WHAT YOU ARE ASKED TO DO: Could you find each line of the data below that contains the word "mule" and copy those lines?

TASK DATA:

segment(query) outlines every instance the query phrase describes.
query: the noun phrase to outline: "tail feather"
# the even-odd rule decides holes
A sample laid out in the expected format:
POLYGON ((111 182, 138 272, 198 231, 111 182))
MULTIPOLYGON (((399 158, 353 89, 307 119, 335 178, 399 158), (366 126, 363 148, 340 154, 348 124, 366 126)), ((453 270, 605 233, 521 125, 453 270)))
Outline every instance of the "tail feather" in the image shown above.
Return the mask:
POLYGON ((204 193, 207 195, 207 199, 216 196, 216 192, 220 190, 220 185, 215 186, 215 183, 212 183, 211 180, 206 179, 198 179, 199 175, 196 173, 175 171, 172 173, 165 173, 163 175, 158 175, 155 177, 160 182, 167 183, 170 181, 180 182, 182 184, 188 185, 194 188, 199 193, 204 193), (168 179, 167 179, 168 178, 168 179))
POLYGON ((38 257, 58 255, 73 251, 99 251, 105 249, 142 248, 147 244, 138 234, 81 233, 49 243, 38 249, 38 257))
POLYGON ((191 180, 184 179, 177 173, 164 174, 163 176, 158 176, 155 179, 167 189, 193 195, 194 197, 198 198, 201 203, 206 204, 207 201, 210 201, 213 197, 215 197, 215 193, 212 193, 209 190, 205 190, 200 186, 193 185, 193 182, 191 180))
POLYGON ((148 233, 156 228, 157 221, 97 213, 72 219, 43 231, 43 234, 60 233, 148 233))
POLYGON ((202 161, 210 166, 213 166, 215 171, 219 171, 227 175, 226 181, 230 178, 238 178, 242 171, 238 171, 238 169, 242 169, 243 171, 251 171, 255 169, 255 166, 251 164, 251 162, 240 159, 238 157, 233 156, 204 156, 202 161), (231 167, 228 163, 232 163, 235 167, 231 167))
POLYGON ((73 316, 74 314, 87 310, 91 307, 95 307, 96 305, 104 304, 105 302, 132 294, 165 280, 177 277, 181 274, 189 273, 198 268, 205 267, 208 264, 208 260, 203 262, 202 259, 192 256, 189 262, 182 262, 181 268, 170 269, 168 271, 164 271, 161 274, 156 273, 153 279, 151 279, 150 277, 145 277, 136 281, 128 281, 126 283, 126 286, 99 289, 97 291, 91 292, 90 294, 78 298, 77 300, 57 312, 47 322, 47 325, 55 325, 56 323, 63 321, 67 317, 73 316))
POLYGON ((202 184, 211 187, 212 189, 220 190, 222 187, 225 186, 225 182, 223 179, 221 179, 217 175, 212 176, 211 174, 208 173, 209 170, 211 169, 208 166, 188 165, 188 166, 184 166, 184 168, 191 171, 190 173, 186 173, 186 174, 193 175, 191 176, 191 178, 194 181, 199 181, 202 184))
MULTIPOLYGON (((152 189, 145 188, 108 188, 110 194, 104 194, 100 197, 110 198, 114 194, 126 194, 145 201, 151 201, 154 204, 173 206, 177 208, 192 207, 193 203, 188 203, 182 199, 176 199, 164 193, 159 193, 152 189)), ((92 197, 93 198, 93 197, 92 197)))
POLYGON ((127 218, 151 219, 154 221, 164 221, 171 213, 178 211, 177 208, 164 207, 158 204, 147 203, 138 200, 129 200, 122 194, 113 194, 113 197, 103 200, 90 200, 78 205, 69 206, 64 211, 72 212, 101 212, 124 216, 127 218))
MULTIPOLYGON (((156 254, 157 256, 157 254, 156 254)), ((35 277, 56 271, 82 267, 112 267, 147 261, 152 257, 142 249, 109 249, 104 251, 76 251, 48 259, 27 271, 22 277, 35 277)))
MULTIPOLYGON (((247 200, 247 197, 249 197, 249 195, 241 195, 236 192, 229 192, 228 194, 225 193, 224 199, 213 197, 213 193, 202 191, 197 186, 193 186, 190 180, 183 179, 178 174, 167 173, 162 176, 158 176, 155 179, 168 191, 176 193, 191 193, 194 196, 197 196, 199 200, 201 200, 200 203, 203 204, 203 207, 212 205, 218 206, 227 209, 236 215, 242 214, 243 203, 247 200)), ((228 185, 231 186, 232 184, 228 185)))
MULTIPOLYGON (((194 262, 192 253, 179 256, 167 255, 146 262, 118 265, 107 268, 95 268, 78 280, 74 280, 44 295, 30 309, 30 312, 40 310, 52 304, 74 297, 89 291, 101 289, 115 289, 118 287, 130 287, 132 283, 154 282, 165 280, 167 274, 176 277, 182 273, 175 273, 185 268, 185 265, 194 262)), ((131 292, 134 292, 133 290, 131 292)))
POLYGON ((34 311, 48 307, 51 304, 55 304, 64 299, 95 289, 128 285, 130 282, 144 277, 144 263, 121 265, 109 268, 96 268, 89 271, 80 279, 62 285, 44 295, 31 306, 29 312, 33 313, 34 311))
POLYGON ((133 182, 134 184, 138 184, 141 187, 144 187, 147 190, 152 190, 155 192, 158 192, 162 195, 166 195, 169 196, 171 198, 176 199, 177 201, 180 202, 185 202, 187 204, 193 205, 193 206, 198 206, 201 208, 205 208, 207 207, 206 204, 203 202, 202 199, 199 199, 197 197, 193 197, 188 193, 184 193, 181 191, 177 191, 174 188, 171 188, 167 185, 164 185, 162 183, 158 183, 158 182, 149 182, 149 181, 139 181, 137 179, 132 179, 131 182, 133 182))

---

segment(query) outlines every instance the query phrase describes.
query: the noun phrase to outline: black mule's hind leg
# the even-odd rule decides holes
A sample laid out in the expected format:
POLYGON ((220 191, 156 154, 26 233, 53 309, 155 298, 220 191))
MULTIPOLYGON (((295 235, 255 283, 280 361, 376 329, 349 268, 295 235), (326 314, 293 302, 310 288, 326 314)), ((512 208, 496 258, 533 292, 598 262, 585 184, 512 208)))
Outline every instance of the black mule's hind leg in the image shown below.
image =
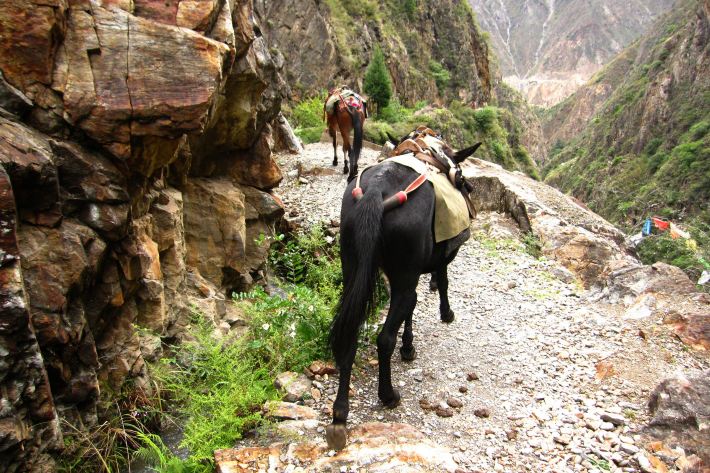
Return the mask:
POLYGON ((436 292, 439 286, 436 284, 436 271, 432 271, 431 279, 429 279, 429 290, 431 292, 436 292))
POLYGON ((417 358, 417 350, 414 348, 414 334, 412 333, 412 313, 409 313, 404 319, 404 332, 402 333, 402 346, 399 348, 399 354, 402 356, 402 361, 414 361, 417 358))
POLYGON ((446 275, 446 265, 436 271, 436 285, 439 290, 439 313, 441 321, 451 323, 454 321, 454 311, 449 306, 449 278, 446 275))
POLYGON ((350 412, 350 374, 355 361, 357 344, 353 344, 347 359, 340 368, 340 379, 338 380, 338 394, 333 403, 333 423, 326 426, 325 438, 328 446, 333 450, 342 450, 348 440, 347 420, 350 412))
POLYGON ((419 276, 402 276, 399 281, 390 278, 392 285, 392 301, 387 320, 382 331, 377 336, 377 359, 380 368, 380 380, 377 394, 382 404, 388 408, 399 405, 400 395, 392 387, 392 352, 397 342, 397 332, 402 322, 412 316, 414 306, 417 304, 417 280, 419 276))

OUTPUT OF THE TASK:
query: the noun phrase to outline: black mule's hind leg
Outline every instance of the black mule's hind leg in the image shown below.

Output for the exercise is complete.